(What the exercise asks):
Answer with one figure only, the number of lines below in which "fender" occurs.

(Listed entries):
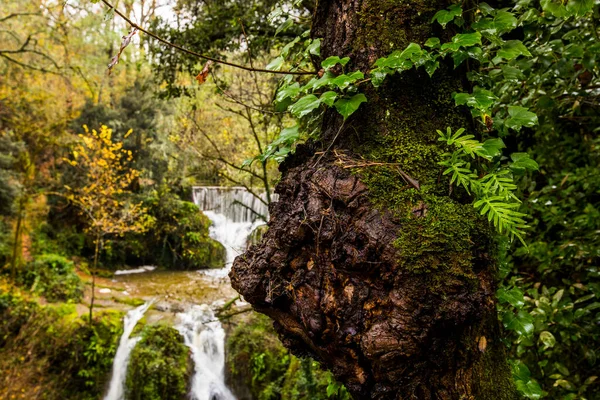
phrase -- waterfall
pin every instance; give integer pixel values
(116, 389)
(235, 203)
(230, 211)
(204, 335)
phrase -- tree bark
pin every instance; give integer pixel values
(372, 264)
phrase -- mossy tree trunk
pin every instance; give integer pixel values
(388, 282)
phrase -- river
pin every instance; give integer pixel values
(187, 299)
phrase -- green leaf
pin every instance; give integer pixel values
(328, 98)
(514, 297)
(463, 40)
(555, 7)
(276, 64)
(522, 161)
(343, 81)
(378, 75)
(502, 22)
(513, 49)
(445, 16)
(580, 7)
(547, 339)
(315, 84)
(522, 322)
(492, 147)
(315, 47)
(333, 60)
(284, 26)
(304, 105)
(285, 92)
(347, 107)
(530, 389)
(433, 43)
(519, 117)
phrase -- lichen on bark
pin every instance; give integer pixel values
(387, 283)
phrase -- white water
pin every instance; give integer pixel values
(145, 268)
(235, 203)
(204, 335)
(232, 222)
(116, 389)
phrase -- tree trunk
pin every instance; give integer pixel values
(387, 282)
(93, 273)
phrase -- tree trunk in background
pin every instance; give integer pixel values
(390, 286)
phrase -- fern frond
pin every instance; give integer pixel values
(503, 215)
(499, 183)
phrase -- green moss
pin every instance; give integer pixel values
(382, 24)
(258, 362)
(179, 238)
(54, 277)
(50, 352)
(159, 367)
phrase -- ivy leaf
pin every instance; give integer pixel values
(445, 16)
(522, 162)
(315, 84)
(503, 22)
(522, 322)
(433, 43)
(513, 49)
(285, 92)
(463, 40)
(547, 339)
(492, 147)
(530, 389)
(556, 9)
(514, 297)
(276, 64)
(315, 47)
(378, 75)
(347, 107)
(305, 105)
(284, 26)
(328, 98)
(333, 60)
(519, 117)
(580, 7)
(343, 81)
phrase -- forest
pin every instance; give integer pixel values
(300, 199)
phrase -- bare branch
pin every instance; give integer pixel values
(195, 54)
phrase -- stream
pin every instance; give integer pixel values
(187, 299)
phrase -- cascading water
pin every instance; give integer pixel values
(204, 335)
(116, 390)
(235, 213)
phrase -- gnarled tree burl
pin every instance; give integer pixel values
(388, 282)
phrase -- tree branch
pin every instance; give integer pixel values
(195, 54)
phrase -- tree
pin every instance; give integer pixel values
(384, 274)
(103, 197)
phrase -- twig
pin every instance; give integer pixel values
(195, 54)
(331, 144)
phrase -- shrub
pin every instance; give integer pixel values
(178, 240)
(54, 277)
(50, 352)
(158, 368)
(257, 362)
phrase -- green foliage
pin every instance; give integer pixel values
(58, 355)
(493, 187)
(54, 277)
(159, 367)
(215, 28)
(273, 373)
(178, 240)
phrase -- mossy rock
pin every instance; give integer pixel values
(259, 367)
(159, 368)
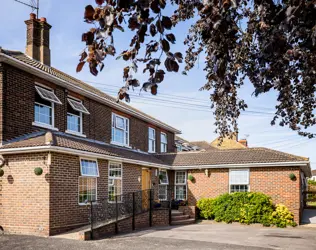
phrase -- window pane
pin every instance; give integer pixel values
(181, 192)
(239, 176)
(164, 179)
(89, 168)
(180, 177)
(47, 95)
(162, 192)
(87, 189)
(119, 122)
(115, 181)
(238, 188)
(43, 114)
(73, 123)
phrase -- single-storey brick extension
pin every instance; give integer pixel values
(64, 142)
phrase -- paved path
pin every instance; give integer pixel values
(198, 236)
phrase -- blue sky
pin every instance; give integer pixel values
(179, 102)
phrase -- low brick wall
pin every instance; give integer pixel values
(188, 210)
(160, 217)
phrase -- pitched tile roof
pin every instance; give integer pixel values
(233, 156)
(65, 77)
(193, 158)
(68, 141)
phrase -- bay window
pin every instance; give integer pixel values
(120, 130)
(151, 140)
(238, 180)
(163, 185)
(115, 181)
(163, 142)
(88, 180)
(180, 185)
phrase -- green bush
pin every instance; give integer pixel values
(282, 217)
(247, 208)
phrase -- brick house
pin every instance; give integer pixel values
(89, 146)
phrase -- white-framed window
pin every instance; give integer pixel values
(115, 181)
(44, 107)
(180, 185)
(163, 142)
(75, 110)
(163, 185)
(89, 172)
(120, 130)
(151, 140)
(238, 180)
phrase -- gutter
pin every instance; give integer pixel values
(76, 152)
(15, 62)
(56, 149)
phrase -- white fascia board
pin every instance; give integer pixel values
(249, 165)
(143, 163)
(80, 153)
(14, 62)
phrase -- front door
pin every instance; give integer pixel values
(146, 185)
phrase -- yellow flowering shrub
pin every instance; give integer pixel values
(282, 217)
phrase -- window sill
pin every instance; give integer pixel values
(119, 144)
(43, 125)
(75, 133)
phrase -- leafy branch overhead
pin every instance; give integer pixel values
(270, 42)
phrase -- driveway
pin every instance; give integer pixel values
(198, 236)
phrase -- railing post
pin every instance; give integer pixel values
(133, 219)
(91, 220)
(116, 215)
(150, 208)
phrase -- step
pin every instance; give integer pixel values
(176, 212)
(180, 217)
(183, 222)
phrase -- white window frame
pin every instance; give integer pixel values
(165, 185)
(180, 184)
(88, 159)
(126, 130)
(163, 145)
(83, 110)
(239, 169)
(150, 140)
(88, 176)
(80, 133)
(39, 90)
(41, 124)
(115, 178)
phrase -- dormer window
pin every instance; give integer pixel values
(44, 107)
(120, 130)
(75, 109)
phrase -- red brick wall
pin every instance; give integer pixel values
(214, 184)
(19, 112)
(65, 212)
(273, 181)
(24, 195)
(276, 183)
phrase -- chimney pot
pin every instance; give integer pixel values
(32, 16)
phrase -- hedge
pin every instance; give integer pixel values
(247, 208)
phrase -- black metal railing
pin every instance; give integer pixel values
(115, 208)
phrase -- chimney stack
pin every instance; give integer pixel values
(37, 40)
(243, 142)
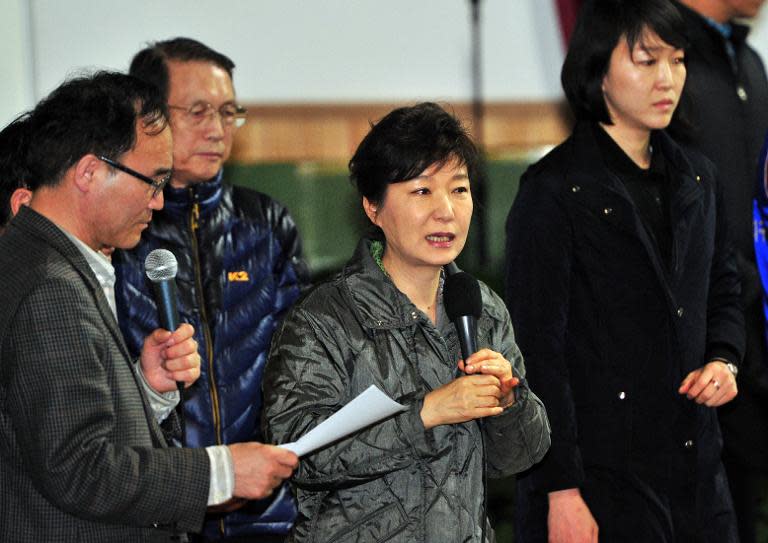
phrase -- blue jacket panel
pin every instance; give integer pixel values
(240, 268)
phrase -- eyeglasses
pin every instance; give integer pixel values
(157, 184)
(230, 114)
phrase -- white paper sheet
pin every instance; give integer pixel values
(370, 406)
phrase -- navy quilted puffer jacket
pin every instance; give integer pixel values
(239, 270)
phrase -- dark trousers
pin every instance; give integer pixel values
(628, 511)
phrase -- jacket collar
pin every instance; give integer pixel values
(586, 166)
(207, 194)
(378, 303)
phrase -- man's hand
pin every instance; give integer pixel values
(569, 519)
(711, 385)
(170, 357)
(259, 469)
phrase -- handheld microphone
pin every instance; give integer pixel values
(161, 267)
(463, 304)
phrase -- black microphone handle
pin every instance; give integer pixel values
(166, 296)
(466, 327)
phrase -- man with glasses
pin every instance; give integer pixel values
(82, 457)
(240, 268)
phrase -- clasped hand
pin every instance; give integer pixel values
(485, 390)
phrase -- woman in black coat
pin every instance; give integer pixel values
(624, 295)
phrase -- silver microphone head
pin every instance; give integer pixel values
(160, 265)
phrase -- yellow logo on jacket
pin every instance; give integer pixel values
(238, 276)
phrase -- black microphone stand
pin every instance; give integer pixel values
(479, 188)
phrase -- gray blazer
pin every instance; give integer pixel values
(81, 456)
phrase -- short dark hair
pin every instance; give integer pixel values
(599, 27)
(151, 63)
(13, 172)
(95, 114)
(406, 142)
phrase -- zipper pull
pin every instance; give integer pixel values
(194, 220)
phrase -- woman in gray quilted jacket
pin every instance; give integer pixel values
(418, 476)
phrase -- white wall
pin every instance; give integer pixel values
(297, 50)
(16, 89)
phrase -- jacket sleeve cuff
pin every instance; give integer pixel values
(722, 352)
(421, 439)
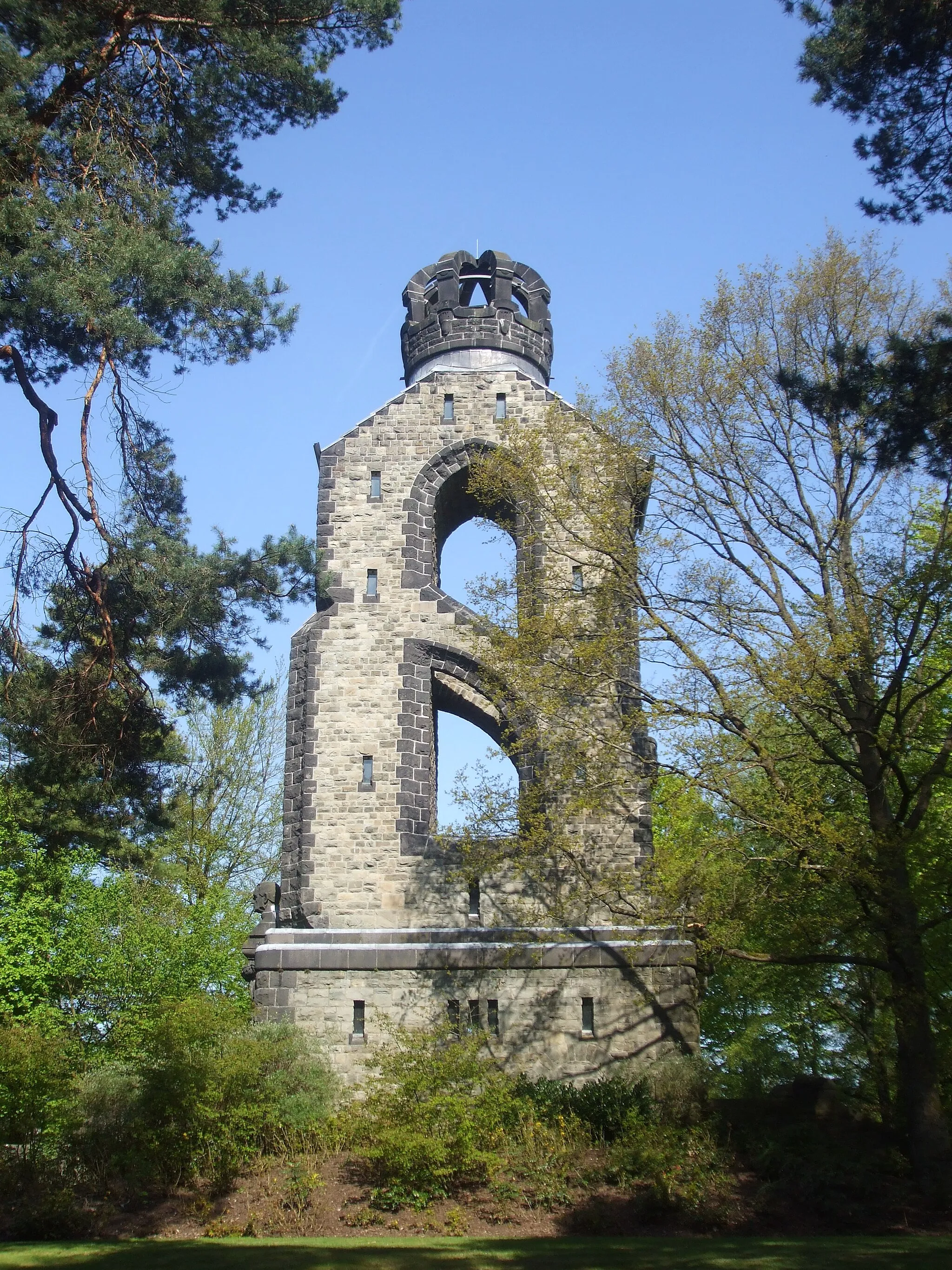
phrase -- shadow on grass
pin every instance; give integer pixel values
(649, 1253)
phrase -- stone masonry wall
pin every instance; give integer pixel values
(640, 1015)
(361, 668)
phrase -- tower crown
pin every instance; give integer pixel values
(471, 315)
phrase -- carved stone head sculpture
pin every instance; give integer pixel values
(266, 897)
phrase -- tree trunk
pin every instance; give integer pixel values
(919, 1103)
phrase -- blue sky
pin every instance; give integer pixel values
(626, 149)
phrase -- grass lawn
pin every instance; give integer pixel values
(848, 1253)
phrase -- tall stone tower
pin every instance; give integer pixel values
(374, 918)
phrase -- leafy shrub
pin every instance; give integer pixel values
(200, 1091)
(37, 1109)
(677, 1169)
(436, 1116)
(216, 1089)
(602, 1105)
(542, 1161)
(676, 1091)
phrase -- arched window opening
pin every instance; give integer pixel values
(475, 286)
(471, 764)
(475, 562)
(522, 300)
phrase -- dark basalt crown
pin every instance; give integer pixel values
(469, 314)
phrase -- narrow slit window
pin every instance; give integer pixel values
(493, 1017)
(588, 1017)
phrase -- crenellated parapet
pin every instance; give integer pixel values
(476, 314)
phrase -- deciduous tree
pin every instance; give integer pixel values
(794, 607)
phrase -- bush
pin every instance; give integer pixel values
(674, 1170)
(216, 1089)
(676, 1090)
(200, 1091)
(37, 1108)
(436, 1117)
(603, 1105)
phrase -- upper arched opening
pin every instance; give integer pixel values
(456, 505)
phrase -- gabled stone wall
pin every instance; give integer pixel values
(371, 910)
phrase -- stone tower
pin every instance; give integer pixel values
(372, 918)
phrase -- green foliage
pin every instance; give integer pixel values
(888, 64)
(37, 1111)
(435, 1117)
(215, 1090)
(226, 798)
(602, 1107)
(196, 1090)
(92, 951)
(115, 127)
(676, 1170)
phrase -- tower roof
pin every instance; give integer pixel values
(476, 314)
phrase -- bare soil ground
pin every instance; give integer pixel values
(270, 1201)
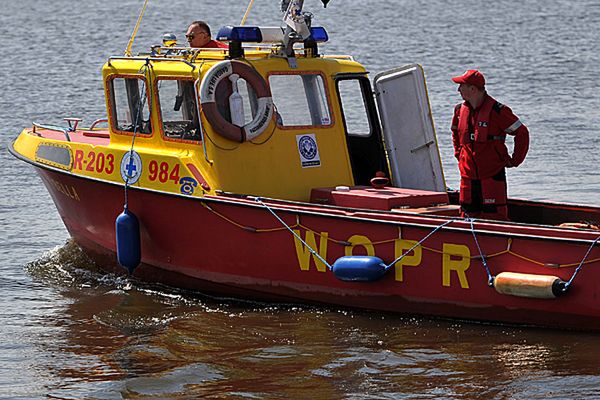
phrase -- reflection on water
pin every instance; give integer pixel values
(119, 337)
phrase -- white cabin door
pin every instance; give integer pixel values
(408, 129)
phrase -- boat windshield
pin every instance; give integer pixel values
(129, 105)
(301, 99)
(178, 109)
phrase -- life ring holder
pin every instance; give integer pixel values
(208, 89)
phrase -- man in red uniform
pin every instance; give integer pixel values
(198, 35)
(479, 128)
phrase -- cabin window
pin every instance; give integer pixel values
(300, 100)
(354, 107)
(129, 103)
(178, 109)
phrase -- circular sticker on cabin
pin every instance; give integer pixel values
(131, 167)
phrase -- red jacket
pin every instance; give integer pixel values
(215, 44)
(479, 134)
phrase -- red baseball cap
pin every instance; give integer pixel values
(471, 77)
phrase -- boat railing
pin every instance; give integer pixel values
(98, 121)
(154, 58)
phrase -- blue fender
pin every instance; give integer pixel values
(359, 268)
(128, 240)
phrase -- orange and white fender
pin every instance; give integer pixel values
(208, 88)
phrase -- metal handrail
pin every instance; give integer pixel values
(98, 121)
(53, 128)
(141, 58)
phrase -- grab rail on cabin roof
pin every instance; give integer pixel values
(141, 58)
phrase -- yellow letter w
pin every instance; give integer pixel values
(304, 253)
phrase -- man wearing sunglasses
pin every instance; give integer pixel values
(198, 35)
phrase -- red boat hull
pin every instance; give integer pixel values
(236, 247)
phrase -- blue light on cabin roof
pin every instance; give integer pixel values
(318, 34)
(240, 34)
(253, 34)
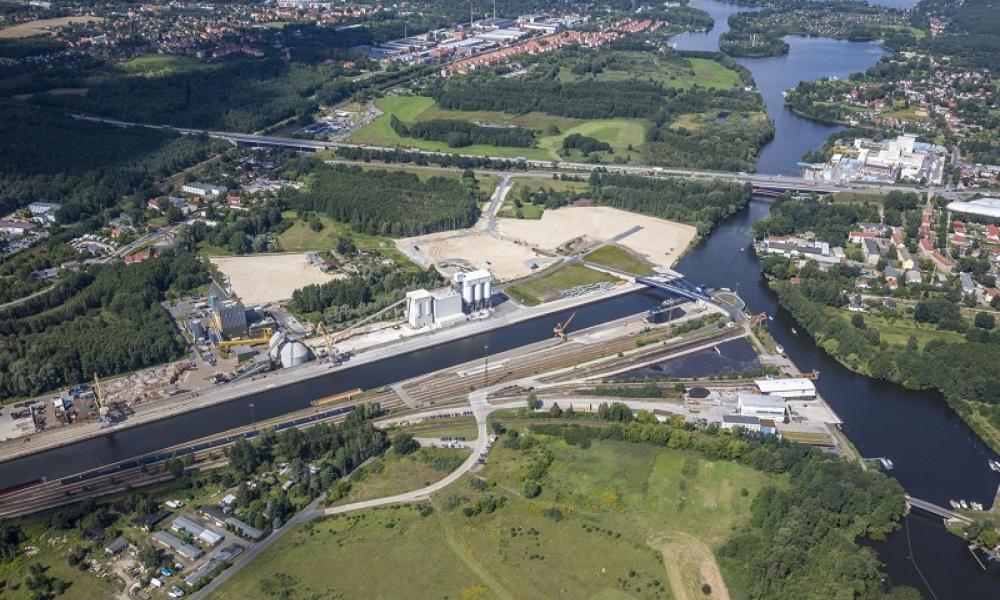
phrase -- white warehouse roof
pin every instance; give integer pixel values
(786, 386)
(983, 207)
(762, 401)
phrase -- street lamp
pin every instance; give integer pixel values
(486, 365)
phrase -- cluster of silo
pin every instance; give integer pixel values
(476, 288)
(289, 352)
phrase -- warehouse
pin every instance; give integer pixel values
(185, 550)
(787, 388)
(196, 529)
(762, 406)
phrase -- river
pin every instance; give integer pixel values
(937, 457)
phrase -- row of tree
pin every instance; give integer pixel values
(458, 134)
(699, 203)
(107, 320)
(394, 203)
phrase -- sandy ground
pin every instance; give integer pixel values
(38, 27)
(267, 278)
(690, 563)
(504, 258)
(658, 241)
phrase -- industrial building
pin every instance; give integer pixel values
(186, 524)
(787, 388)
(762, 406)
(470, 291)
(230, 318)
(173, 543)
(204, 189)
(288, 351)
(986, 209)
(743, 422)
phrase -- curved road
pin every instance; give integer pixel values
(480, 409)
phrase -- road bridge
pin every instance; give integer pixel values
(761, 182)
(934, 509)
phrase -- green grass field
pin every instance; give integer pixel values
(619, 258)
(392, 474)
(452, 427)
(548, 286)
(622, 509)
(677, 72)
(898, 331)
(620, 133)
(301, 238)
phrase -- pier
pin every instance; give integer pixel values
(945, 513)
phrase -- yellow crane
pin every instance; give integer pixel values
(560, 329)
(98, 393)
(328, 341)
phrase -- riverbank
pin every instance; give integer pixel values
(156, 411)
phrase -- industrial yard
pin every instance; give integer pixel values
(267, 278)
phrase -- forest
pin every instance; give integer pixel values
(87, 167)
(830, 222)
(459, 134)
(585, 144)
(800, 539)
(394, 203)
(699, 203)
(105, 320)
(344, 300)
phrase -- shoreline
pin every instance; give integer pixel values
(193, 401)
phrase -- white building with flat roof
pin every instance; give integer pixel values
(787, 388)
(762, 406)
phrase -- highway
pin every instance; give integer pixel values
(758, 180)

(Response below):
2